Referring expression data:
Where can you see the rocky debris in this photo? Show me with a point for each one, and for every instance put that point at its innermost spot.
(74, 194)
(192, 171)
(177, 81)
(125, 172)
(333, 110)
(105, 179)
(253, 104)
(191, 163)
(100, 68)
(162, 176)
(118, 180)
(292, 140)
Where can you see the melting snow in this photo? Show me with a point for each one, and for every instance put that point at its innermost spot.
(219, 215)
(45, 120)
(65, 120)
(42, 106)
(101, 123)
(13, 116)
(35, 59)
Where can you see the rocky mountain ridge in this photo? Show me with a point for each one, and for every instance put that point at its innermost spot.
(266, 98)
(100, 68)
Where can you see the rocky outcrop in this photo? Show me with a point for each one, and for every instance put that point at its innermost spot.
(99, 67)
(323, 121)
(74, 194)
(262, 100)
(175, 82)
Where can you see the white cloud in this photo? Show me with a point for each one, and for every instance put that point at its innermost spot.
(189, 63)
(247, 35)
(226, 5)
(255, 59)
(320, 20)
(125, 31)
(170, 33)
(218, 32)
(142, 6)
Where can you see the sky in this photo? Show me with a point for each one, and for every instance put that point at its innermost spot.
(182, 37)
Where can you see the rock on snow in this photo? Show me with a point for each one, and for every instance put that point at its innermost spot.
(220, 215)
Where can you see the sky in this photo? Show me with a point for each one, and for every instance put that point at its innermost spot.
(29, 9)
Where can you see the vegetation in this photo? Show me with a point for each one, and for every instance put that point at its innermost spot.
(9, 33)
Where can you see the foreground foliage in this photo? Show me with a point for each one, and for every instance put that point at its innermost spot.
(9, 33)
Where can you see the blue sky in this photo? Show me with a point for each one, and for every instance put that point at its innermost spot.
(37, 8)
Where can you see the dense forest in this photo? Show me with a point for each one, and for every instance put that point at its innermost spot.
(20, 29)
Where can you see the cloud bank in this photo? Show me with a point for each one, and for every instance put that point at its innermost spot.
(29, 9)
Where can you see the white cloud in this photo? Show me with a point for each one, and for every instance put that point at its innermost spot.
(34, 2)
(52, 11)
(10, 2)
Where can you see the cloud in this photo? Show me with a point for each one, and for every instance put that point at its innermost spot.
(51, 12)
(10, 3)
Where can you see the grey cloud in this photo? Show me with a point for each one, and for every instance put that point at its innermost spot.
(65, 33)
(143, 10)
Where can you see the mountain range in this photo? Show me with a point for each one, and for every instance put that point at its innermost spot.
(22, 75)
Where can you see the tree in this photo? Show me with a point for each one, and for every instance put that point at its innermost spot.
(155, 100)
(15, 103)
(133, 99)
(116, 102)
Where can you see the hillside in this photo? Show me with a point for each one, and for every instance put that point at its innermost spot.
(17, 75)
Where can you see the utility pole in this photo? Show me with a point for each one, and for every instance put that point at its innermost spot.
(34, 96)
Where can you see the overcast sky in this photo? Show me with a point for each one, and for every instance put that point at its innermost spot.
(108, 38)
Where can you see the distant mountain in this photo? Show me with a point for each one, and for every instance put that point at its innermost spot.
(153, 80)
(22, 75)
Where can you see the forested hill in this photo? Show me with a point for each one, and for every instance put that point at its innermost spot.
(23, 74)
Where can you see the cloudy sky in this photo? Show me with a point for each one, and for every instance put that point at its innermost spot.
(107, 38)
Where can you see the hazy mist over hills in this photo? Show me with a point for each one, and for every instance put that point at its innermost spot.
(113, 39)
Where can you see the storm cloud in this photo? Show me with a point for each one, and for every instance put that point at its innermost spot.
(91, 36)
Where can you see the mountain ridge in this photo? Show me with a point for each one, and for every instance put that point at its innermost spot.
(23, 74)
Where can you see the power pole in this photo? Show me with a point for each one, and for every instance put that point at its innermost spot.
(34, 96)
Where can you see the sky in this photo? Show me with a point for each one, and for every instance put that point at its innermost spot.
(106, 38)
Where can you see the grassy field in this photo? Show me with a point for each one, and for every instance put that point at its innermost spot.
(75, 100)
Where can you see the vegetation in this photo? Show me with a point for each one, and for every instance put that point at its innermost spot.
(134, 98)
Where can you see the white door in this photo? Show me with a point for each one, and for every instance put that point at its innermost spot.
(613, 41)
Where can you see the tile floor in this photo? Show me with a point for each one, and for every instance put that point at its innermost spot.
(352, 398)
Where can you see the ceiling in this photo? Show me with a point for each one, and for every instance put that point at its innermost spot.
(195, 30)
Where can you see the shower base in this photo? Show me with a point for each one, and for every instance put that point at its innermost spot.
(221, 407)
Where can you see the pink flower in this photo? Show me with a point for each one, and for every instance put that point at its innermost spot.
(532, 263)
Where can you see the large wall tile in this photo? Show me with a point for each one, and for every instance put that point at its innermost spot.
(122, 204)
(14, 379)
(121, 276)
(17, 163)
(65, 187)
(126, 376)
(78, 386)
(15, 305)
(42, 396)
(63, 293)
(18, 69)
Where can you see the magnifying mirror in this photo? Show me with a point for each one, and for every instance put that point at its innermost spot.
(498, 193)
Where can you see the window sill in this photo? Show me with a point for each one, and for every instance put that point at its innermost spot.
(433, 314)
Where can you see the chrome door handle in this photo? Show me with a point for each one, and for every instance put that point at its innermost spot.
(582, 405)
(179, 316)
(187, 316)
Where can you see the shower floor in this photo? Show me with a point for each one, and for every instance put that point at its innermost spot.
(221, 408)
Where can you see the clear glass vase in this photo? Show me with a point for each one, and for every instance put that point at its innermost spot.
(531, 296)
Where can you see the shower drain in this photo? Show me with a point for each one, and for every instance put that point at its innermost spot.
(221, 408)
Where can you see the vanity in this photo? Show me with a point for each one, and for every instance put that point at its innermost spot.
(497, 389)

Assigned task. Could the data above be returned exactly as it stands?

Solved exercise.
Where can you see the rocky debris in this photo? Show me with a point for each one, and for every instance put that point at its innermost spot.
(74, 194)
(192, 171)
(177, 81)
(125, 172)
(333, 110)
(105, 179)
(253, 104)
(191, 163)
(100, 68)
(162, 176)
(118, 180)
(292, 140)
Where can you see the melting snow in this photo? Show me with a point for each one, and for every instance put that point at its innermost spot.
(219, 215)
(45, 120)
(65, 120)
(42, 106)
(101, 123)
(13, 116)
(35, 59)
Where can you see the rocky mountain ridge in this photo? Show me with a point for each one, and for every instance put that point at its innermost spot.
(266, 98)
(100, 68)
Where can you see the rocky outcrop in this photo? Show me with a point for each one, and for every instance put that point at its innermost spot.
(99, 67)
(323, 121)
(74, 194)
(262, 100)
(175, 82)
Where can you see the white cloud in this photo? Show me with a point for each one, and for every instance put that point at its innermost spot.
(189, 63)
(247, 35)
(226, 5)
(255, 59)
(320, 20)
(125, 31)
(170, 33)
(218, 32)
(142, 6)
Where can you see the sky in this photo? Show me with a point for each one, and for every instance put that point at its innermost spot.
(182, 37)
Where can you see the rock on snow in this photo? Show me with a point for each one, and for every instance put that point at its innermost spot.
(220, 215)
Where can you see the sky in this photo? Show me with a point for each one, and for every instance put that point at its innermost spot.
(29, 9)
Where can you see the vegetation in this photo? Show me with a point for each one, and for every instance put that point at its innermost spot.
(9, 33)
Where can you see the foreground foliage in this photo? Show me with a point for each one, and for every instance put that point at its innermost spot.
(9, 33)
Where can you see the blue sky in this photo? Show me with a point for each one, and for every instance put that point at its innermost spot.
(37, 8)
Where can you see the dense forest in this photo? Show me with a point for each one, and for every instance put that point at its innermost spot.
(20, 29)
Where can you see the cloud bank in this photo? Show me with a point for each one, and for every instance put that point at its innermost spot.
(29, 9)
Where can you see the white cloud in this photo? Show me with a point for each one, and for every instance put that point at its innermost spot.
(34, 2)
(52, 11)
(10, 2)
Where can you see the cloud in this photo? Show me with a point for each one, and for every instance put that point at its innermost spot.
(51, 12)
(10, 3)
Where can you see the grey cloud in this photo? Show me with a point for each one, and for every instance put that point at its innermost spot.
(65, 33)
(143, 10)
Where can you see the mountain range in this photo? Show me with a point for each one, and for every instance put that point at its innermost spot.
(22, 75)
Where can you see the tree in this photo? Show me with a point for each one, and for every instance put that point at its innermost spot.
(155, 100)
(15, 103)
(133, 99)
(116, 102)
Where can you see the hillside in this photo? Show me with a point for each one, and for every instance put that point at its innermost spot.
(17, 75)
Where can you see the utility pole in this photo? Show me with a point for each one, and for every instance put that point at its innermost spot.
(34, 96)
Where can you see the overcast sky in this photo? Show me with a point for each one, and for every instance put that point at its innermost spot.
(108, 38)
Where can you see the distant mountain in this photo? Show me with a point for each one, and for every instance put that point at its innermost spot.
(153, 80)
(22, 75)
Where can you see the forested hill in this photo? Show me with a point for each one, and for every instance put that point at its innermost spot.
(23, 74)
Where can you see the cloudy sky in this photo? Show me with a point for each one, and for every instance put that point at its innermost spot.
(107, 38)
Where can you see the hazy mist over hills in this photo? Show me with a point for each one, and for every instance put that point at its innermost spot.
(113, 39)
Where can you see the storm cloud in this photo? Show me with a point for each one, and for every instance put that point at its innermost spot.
(91, 36)
Where can you see the mountain ridge in this photo? Show me with a point for each one, and for every instance put that point at its innermost spot.
(23, 74)
Where can you see the power pole in this photo? Show me with a point for each one, and for every instance put that point at its innermost spot.
(34, 96)
Where can you see the sky in this photo? Show me with a point for each one, and for every instance put that point at its innermost spot.
(106, 38)
Where can you see the grassy field in this photo? Show me with a point for each one, and for every instance put that point at its innermost spot.
(75, 100)
Where can you see the vegetation in this photo? Show me with a point for each one, and for every instance put that point at its innermost spot.
(134, 98)
Where can you see the white door in this photo? Show me with a point for each one, and for every instance put that point at its innermost spot.
(613, 41)
Where can you see the tile floor in this photo? Show me with a point for each one, and for every instance put that point at its innermost spot.
(352, 398)
Where can you see the ceiling in this photo? Show me with a point for each one, and for every instance put that point at its innermost spot.
(195, 30)
Where can you see the shower base in this photo? Show me with a point for each one, and for every instance put that point at its innermost spot.
(221, 407)
Where can you see the pink flower in this photo? Show me with a point for each one, and for every instance put that point at its innermost spot.
(532, 263)
Where can you see the large wall tile in this photo? Show me with a point for each one, and for every instance put that point at its innermost spot.
(122, 204)
(14, 379)
(121, 276)
(17, 163)
(65, 187)
(126, 376)
(78, 386)
(15, 305)
(42, 396)
(63, 293)
(18, 69)
Where can you see the magnifying mirror in this photo? Show me with a point for each one, and for every instance put that point at its innermost spot.
(498, 193)
Where can you see the window sill in this photo? Show me with a point for each one, and for every instance put that point at its innermost spot.
(433, 314)
Where can you see the chrome door handle in this photo? Show me with a point for each one, and for every instance put that point at its innermost spot.
(582, 405)
(179, 316)
(187, 316)
Where can you see the shower floor in this photo? Show me with a point for each one, and for every instance put that point at its innermost spot.
(221, 408)
Where can you see the clear glass vase in this photo? Show me with a point for each one, and for every instance put that point at its innermost spot.
(531, 296)
Where can you see the shower drain in this photo? Show me with a point for each one, and for every instance put that point at its innermost spot.
(221, 408)
Where can you see the vanity in this photo? Show me with a point for each one, and for every instance put that point at its innermost spot.
(497, 389)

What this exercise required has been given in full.